## BEGIN Material supplied

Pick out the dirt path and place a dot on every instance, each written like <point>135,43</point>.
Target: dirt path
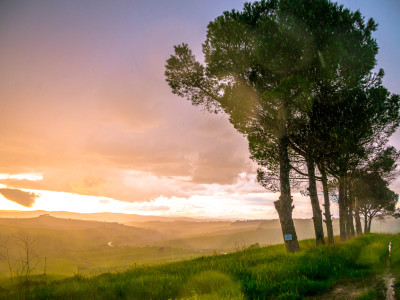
<point>380,286</point>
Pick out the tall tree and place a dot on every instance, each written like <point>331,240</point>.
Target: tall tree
<point>376,200</point>
<point>272,66</point>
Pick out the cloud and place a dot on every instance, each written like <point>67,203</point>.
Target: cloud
<point>23,198</point>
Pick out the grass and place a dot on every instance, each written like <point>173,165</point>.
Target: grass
<point>263,273</point>
<point>395,263</point>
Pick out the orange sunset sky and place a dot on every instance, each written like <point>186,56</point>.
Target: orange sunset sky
<point>88,123</point>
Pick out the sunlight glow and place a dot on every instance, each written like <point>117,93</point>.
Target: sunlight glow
<point>23,176</point>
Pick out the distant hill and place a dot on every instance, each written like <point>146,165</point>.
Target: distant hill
<point>105,216</point>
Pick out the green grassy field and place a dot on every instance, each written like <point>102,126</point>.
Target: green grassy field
<point>265,273</point>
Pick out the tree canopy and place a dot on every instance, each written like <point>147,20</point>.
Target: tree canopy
<point>294,77</point>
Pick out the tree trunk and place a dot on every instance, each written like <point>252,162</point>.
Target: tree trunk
<point>317,214</point>
<point>369,223</point>
<point>284,204</point>
<point>357,217</point>
<point>328,216</point>
<point>346,201</point>
<point>351,208</point>
<point>365,222</point>
<point>342,209</point>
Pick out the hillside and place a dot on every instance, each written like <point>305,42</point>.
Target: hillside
<point>70,246</point>
<point>324,272</point>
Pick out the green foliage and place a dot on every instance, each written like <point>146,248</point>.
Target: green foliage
<point>262,273</point>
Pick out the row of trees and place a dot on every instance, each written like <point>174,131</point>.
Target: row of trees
<point>295,77</point>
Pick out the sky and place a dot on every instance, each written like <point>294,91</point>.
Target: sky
<point>88,123</point>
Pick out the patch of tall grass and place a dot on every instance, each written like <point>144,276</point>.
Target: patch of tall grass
<point>262,273</point>
<point>395,263</point>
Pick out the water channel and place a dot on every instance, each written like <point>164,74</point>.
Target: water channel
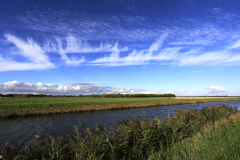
<point>22,130</point>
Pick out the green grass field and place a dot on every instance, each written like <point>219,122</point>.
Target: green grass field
<point>220,141</point>
<point>212,133</point>
<point>13,107</point>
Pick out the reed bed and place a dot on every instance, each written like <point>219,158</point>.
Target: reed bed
<point>218,141</point>
<point>129,139</point>
<point>14,107</point>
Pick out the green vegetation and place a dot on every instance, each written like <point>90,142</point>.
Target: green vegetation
<point>91,95</point>
<point>135,139</point>
<point>13,107</point>
<point>221,141</point>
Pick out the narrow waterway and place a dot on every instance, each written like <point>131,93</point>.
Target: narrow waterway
<point>21,131</point>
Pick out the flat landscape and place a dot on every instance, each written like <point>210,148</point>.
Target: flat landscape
<point>14,107</point>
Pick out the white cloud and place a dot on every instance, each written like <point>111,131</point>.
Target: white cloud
<point>32,51</point>
<point>71,89</point>
<point>217,89</point>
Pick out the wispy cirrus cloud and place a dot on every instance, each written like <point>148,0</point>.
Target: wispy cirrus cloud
<point>37,59</point>
<point>172,56</point>
<point>216,89</point>
<point>70,89</point>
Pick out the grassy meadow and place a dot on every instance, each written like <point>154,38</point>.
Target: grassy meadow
<point>212,133</point>
<point>218,141</point>
<point>14,107</point>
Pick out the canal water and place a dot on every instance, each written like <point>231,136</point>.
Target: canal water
<point>22,130</point>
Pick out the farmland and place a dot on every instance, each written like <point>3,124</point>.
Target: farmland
<point>14,107</point>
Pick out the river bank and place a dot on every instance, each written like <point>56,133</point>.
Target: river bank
<point>134,139</point>
<point>18,107</point>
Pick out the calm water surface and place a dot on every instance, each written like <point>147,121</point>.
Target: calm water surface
<point>21,131</point>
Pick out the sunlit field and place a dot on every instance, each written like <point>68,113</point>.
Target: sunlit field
<point>13,107</point>
<point>141,138</point>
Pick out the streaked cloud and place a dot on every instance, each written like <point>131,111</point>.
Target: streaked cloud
<point>217,89</point>
<point>68,89</point>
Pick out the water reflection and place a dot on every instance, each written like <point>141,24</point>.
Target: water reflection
<point>21,130</point>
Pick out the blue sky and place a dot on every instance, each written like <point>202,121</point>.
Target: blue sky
<point>184,47</point>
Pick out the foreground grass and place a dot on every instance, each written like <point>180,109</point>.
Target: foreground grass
<point>218,141</point>
<point>13,107</point>
<point>135,139</point>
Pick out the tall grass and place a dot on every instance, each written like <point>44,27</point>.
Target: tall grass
<point>129,139</point>
<point>219,141</point>
<point>14,107</point>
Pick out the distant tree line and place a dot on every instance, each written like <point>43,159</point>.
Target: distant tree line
<point>91,95</point>
<point>131,95</point>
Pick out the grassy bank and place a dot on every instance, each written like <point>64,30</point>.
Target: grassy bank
<point>135,139</point>
<point>14,107</point>
<point>218,141</point>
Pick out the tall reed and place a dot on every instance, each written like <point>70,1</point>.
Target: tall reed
<point>129,139</point>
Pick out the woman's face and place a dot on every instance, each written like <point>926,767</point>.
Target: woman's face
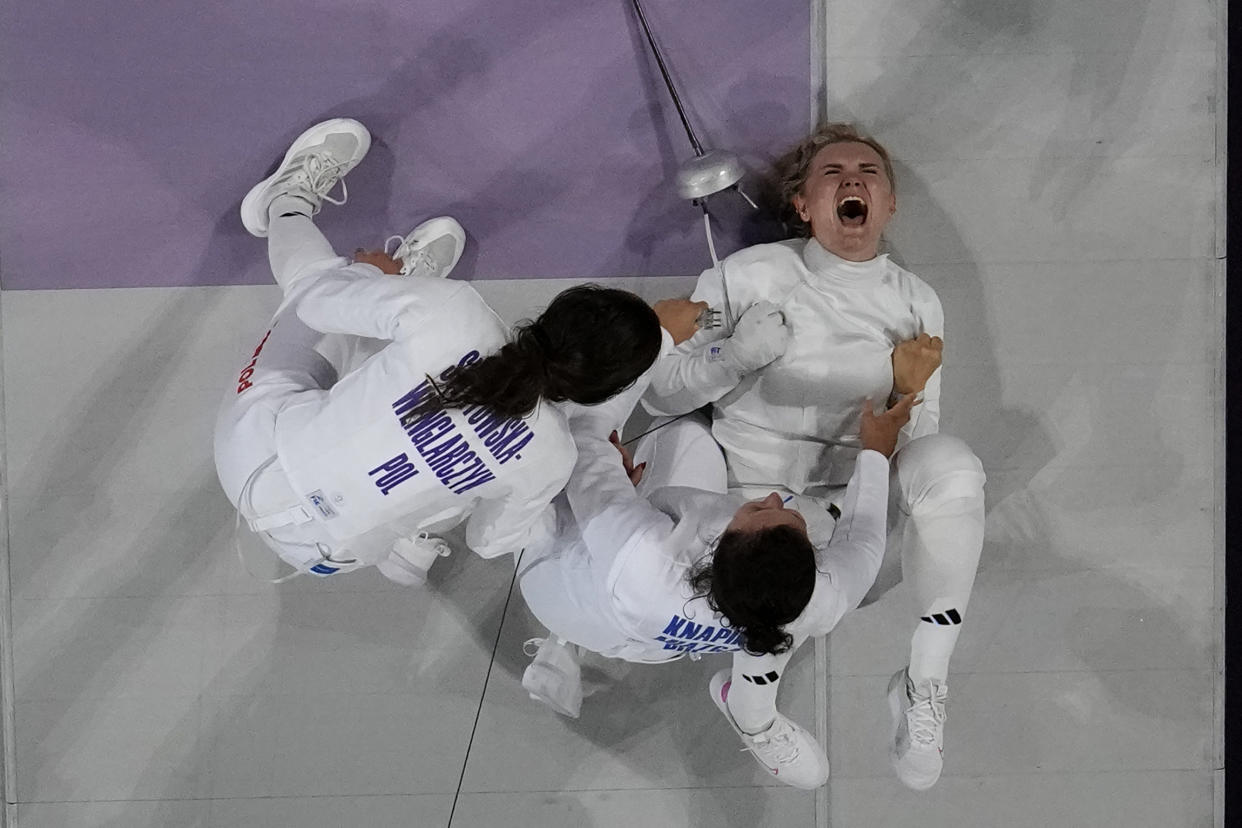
<point>766,513</point>
<point>847,200</point>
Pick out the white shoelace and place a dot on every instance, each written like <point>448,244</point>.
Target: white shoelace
<point>411,261</point>
<point>779,742</point>
<point>318,175</point>
<point>925,715</point>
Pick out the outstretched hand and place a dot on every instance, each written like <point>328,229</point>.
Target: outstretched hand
<point>678,317</point>
<point>879,431</point>
<point>378,258</point>
<point>632,472</point>
<point>914,361</point>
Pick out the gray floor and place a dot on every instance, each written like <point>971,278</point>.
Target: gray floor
<point>1058,185</point>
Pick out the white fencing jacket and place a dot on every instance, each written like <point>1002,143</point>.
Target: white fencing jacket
<point>794,423</point>
<point>358,458</point>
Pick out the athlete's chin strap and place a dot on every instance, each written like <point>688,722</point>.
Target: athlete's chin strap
<point>304,558</point>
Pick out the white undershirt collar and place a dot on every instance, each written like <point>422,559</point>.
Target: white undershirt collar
<point>831,267</point>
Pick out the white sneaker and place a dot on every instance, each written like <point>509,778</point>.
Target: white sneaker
<point>784,750</point>
<point>432,248</point>
<point>411,558</point>
<point>917,746</point>
<point>312,166</point>
<point>555,677</point>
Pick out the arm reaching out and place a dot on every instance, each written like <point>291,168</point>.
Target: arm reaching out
<point>693,376</point>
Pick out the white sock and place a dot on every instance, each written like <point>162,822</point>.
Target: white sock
<point>754,683</point>
<point>293,242</point>
<point>939,560</point>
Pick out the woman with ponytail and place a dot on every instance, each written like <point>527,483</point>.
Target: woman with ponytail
<point>653,561</point>
<point>386,402</point>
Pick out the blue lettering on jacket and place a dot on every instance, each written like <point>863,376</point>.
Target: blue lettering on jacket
<point>395,472</point>
<point>689,637</point>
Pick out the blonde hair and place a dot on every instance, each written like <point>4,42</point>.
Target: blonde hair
<point>791,169</point>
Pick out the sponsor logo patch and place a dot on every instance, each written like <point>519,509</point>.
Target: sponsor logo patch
<point>319,502</point>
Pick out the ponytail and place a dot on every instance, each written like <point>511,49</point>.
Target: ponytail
<point>759,581</point>
<point>588,345</point>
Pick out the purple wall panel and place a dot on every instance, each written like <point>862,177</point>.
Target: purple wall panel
<point>129,130</point>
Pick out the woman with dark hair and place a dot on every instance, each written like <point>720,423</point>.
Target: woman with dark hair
<point>819,318</point>
<point>652,561</point>
<point>386,402</point>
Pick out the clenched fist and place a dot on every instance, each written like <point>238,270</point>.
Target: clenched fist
<point>678,317</point>
<point>914,361</point>
<point>378,258</point>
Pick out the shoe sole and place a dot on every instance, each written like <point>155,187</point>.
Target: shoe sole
<point>558,677</point>
<point>897,710</point>
<point>253,216</point>
<point>718,682</point>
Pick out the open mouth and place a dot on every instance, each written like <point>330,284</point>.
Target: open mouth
<point>852,211</point>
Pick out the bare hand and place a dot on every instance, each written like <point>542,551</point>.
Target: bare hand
<point>632,472</point>
<point>879,432</point>
<point>914,361</point>
<point>679,317</point>
<point>378,258</point>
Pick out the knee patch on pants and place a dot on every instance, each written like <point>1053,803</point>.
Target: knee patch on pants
<point>937,469</point>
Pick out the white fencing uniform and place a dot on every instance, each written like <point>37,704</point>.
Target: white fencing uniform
<point>614,579</point>
<point>324,466</point>
<point>794,423</point>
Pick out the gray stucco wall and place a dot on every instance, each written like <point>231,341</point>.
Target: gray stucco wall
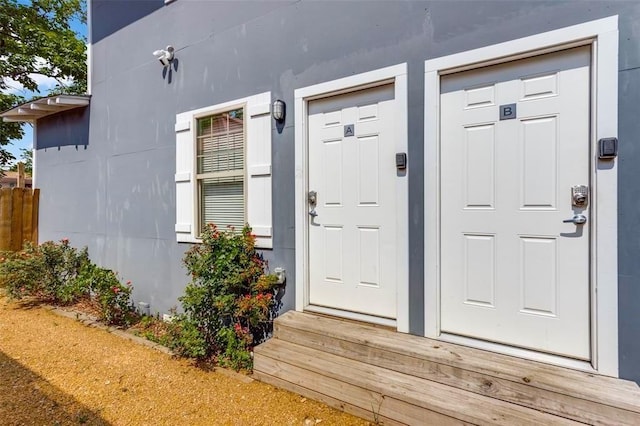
<point>118,197</point>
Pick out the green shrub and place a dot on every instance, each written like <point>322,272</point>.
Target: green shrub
<point>230,302</point>
<point>47,272</point>
<point>61,274</point>
<point>112,297</point>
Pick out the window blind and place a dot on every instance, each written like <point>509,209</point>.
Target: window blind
<point>220,166</point>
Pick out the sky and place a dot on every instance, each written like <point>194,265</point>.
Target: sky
<point>44,85</point>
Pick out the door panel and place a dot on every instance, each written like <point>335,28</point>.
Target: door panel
<point>352,240</point>
<point>512,271</point>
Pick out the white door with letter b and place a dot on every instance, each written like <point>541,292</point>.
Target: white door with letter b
<point>515,238</point>
<point>352,208</point>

## END Material supplied

Scale the data from the line with "Pick out the woman's" up to and including the line with "<point>847,200</point>". Repeat every line in full, requests included, and multiply each point coordinate in the answers by 0.45, rounding to whole numbers with halves rounded up. Leave the requests and their format samples unchanged, and leave the pictures out.

Output below:
Pick out the woman's face and place a dot on every instance, each written like <point>926,767</point>.
Target: woman's face
<point>345,231</point>
<point>381,90</point>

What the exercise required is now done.